Texte proposé:
■ ■ ■
Sommaire et edito - 1998

Isabelle Bougault

Bulletin 164

1998-03-02


164 : « Musiques actuelles, Education musicale actuelle ? » - 1998

Notre prochain congrès, présenté dans les pages suivantes, pose, et ce n’est pas la première fois, la question obsédante pour notre enseignement de la place qu’y occupent les expressions musicales contemporaines.
Sur la planète Musique d’un enfant ou adolescent d’âge scolaire, le professeur d’Education musicale n’est pas, loin s’en faut, sa seule source d’information. D’ailleurs, plus l’enfant grandit, plus les sources se multiplient...
Face à cette inévitable réalité, nous ne pouvons être ni les Don Quichotte du patrimoine musical de l’humanité, ultimes et héroïques défenseurs d’une superbe citadelle assiégée par des barbares venus de multiples autres mondes, ni, à l’inverse, les chevaliers serviles d’un Big Brother musical qui, avançant masqué, uniformiserait peu à peu les sensibilités qui font la richesse du monde.
Définir l’ambition de notre rôle éducatif revient d’abord à dénoncer ces deux démagogies, armes vaines et dérisoires au regard des enjeux de l’Education artistique dans la formation générale obligatoire.
Si notre travail quotidien avec les élèves nous rassure sans cesse sur la qualité des relations sensibles qu’ils peuvent entretenir avec les oeuvres du passé que l’on a bien voulu leur faire découvrir, il nous interpelle tout autant sur la force de nouvelles esthétiques dans le paysage sonore des enfants. Le cours d’Education musicale est un lieu de tolérance et ne peut alors s’arroger le droit de juger. Comme lieu d’écoute, il doit tout accueillir. Lieu d’expression enfin, il doit multiplier les possibles.
Tolérance, écoute et expression... Ce triptyque ambitieux et complexe peut, à sa façon, résumer l’Education musicale et permettre d’en mesurer l’urgence comme la place centrale qu’elle doit occuper dans la construction personnelle de chaque individu.

Quelque part, le reste n’est qu’accessoire...

Vincent MAESTRACCI
Président

Bulletin 165

1998-06-01


165 : « Inquiétudes ou perspectives ? » - 1998


Entre les réformes promises et les décisions qui se dessinent, nous aurions espéré un trajet plus rectiligne ! Hélas et encore une fois, des virages trop brutaux risquent de nous faire perdre nos plus précieuses cargaisons…

La réforme du lycée, que le Ministre souhaite mettre en place dès la prochaine rentrée nous interroge à plus d’un titre. Actuellement l’éducation musicale au lycée repose sur :

l’enseignement obligatoire dans la série L, à la fois généraliste et ambitieux par les perspectives qu’il offre aux élèves après le baccalauréat.
■ ■ ■
Exercice bref 1: Réécrivez les enregistrements depuis la ligne contenant « Point to every instance of the background » jusqu'à la fin des enregistrements, en remplaçant « shrub » par « bush » sans rien changer d'autre.
■ ■ ■
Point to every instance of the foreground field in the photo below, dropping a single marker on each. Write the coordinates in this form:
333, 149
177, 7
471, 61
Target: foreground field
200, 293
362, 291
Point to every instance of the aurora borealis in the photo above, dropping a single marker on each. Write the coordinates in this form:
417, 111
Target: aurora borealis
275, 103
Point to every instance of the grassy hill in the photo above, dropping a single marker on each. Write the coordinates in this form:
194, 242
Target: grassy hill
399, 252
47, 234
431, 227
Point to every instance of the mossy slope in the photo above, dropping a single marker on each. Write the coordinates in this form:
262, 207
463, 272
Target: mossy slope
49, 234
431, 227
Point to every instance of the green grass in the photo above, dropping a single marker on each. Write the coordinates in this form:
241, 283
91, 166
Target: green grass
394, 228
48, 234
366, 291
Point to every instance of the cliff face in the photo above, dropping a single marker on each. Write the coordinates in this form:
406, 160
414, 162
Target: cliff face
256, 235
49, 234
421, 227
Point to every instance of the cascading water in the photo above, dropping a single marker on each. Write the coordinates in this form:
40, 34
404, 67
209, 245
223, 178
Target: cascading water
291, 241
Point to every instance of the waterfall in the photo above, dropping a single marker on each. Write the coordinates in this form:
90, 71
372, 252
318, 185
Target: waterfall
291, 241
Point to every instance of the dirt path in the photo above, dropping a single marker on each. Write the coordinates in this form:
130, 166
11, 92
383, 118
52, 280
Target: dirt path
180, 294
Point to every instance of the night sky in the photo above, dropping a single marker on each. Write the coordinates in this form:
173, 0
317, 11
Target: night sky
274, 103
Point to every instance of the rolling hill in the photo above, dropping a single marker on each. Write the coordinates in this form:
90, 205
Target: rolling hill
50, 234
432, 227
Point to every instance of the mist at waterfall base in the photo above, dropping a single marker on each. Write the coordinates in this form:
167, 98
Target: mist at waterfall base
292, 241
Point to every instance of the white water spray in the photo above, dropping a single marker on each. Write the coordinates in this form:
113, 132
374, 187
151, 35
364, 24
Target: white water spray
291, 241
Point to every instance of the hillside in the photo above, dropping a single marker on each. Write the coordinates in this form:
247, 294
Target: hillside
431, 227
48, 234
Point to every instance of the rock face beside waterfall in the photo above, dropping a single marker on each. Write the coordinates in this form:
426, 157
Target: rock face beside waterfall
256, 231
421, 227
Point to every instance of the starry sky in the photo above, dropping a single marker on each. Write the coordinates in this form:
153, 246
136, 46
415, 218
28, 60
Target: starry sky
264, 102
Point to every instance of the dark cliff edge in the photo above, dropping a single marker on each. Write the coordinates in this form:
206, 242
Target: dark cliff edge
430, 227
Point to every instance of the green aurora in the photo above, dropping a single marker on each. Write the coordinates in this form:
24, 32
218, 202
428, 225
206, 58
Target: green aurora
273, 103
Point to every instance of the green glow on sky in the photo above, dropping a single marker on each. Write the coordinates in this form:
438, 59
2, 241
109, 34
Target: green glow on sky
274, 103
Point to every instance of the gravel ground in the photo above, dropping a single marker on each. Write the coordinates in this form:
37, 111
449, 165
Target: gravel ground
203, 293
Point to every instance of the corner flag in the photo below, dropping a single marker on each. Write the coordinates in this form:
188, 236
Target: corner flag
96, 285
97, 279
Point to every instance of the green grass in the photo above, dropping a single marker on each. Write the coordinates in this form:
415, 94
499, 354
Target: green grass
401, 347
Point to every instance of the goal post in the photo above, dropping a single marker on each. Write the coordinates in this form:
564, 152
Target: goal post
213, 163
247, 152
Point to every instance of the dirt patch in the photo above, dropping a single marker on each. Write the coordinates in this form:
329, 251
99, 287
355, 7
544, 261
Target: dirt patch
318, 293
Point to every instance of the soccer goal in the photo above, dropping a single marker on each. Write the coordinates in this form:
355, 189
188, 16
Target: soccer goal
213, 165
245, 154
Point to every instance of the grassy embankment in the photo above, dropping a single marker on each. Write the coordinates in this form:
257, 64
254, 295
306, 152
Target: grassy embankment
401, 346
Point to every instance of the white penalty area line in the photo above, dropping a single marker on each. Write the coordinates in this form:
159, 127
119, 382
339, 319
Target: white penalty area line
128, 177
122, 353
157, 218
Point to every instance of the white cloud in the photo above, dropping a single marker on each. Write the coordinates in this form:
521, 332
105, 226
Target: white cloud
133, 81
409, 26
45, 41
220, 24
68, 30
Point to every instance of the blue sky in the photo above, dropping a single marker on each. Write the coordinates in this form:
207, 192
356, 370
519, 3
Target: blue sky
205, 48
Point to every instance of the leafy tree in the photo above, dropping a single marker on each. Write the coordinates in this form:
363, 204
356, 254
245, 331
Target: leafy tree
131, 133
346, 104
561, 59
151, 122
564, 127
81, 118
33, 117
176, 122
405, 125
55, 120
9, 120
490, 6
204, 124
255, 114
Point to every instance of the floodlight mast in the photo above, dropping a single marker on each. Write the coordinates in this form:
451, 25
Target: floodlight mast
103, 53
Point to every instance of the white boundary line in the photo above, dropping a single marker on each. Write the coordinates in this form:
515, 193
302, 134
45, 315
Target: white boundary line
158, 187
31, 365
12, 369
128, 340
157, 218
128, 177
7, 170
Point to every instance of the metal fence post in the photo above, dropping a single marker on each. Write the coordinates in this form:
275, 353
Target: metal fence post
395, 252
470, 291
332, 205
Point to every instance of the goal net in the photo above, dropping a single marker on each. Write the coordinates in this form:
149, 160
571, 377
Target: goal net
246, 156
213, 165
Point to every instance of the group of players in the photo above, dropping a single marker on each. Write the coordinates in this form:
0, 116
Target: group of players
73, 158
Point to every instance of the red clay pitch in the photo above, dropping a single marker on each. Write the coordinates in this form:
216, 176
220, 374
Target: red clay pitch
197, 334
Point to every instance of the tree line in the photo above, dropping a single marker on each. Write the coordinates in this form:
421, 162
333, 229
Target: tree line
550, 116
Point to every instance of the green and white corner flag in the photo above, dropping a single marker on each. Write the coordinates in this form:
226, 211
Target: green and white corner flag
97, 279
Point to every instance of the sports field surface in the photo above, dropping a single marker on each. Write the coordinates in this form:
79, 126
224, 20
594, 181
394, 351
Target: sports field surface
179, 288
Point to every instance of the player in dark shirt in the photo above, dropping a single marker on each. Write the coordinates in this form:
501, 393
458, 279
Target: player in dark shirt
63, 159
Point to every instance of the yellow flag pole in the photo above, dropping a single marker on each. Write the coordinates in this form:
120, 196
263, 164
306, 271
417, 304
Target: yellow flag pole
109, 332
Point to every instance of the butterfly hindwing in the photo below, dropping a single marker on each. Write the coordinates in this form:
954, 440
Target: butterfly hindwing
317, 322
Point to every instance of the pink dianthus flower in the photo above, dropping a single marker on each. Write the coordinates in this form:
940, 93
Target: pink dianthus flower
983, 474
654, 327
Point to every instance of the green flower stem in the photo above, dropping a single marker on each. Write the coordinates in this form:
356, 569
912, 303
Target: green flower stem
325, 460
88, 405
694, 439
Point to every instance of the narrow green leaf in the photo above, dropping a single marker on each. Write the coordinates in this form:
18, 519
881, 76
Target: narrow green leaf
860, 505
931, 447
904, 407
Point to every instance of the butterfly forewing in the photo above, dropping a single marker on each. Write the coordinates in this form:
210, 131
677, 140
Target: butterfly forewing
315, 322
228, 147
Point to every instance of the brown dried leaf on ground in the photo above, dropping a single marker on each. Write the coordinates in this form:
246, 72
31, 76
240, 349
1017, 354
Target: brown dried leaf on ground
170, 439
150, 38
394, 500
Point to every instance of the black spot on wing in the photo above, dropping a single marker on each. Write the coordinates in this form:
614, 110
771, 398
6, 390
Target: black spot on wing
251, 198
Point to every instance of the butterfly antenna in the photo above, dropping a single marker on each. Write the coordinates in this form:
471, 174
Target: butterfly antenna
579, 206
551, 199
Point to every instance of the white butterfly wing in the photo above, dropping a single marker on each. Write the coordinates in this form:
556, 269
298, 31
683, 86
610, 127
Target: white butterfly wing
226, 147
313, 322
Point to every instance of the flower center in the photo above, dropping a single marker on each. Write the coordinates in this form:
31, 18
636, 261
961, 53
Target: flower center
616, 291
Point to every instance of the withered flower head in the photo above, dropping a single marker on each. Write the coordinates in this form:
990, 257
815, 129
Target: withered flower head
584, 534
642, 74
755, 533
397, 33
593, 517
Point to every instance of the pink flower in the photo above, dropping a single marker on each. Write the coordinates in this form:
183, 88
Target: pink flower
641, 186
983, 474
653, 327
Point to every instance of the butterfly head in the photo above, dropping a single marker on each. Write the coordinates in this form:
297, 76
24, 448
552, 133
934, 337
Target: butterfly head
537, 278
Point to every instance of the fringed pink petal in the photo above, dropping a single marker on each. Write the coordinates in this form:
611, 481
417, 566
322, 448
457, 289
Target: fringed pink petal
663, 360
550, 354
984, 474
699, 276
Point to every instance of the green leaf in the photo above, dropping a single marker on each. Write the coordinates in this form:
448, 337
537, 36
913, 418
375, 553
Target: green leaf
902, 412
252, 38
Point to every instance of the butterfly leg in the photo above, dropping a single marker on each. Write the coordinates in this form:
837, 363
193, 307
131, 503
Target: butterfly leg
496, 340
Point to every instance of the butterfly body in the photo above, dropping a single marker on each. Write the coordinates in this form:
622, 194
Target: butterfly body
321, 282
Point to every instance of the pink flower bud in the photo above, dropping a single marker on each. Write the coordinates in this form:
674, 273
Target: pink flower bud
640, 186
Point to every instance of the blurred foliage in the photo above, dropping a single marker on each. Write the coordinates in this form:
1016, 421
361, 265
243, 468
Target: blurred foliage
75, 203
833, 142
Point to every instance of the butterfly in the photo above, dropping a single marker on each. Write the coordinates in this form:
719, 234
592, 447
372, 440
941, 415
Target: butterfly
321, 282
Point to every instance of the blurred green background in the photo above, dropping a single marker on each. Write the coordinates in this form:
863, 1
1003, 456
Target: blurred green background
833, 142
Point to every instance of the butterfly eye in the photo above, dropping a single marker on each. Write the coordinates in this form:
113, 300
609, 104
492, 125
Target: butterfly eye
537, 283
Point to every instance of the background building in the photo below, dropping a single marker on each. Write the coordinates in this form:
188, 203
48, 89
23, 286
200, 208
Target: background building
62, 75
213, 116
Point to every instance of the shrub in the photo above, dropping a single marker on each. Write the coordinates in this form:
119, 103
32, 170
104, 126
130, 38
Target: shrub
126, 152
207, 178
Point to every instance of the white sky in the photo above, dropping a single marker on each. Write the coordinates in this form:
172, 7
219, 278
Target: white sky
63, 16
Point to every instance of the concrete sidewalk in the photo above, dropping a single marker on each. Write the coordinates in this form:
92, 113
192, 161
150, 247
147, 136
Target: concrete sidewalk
■ ■ ■
Exercice bref 2: Recopiez fidèlement le passage du texte proposé qui commence aux mots « La réforme du » et s'arrête après les mots « après le baccalauréat. ».

Réponse 1:
Point to every instance of the background building in the photo below, dropping a single marker on each. Write the coordinates in this form:
188, 203
48, 89
23, 286
200, 208
Target: background building
62, 75
213, 116
Point to every instance of the bush in the photo above, dropping a single marker on each. Write the coordinates in this form:
119, 103
32, 170
104, 126
130, 38
Target: bush
126, 152
207, 178
Point to every instance of the white sky in the photo above, dropping a single marker on each. Write the coordinates in this form:
172, 7
219, 278
Target: white sky
63, 16
Point to every instance of the concrete sidewalk in the photo above, dropping a single marker on each. Write the coordinates in this form:
92, 113
192, 161
150, 247
147, 136
Target: concrete sidewalk

Réponse 2:
La réforme du lycée, que le Ministre souhaite mettre en place dès la prochaine rentrée nous interroge à plus d’un titre. Actuellement l’éducation musicale au lycée repose sur :

l’enseignement obligatoire dans la série L, à la fois généraliste et ambitieux par les perspectives qu’il offre aux élèves après le baccalauréat.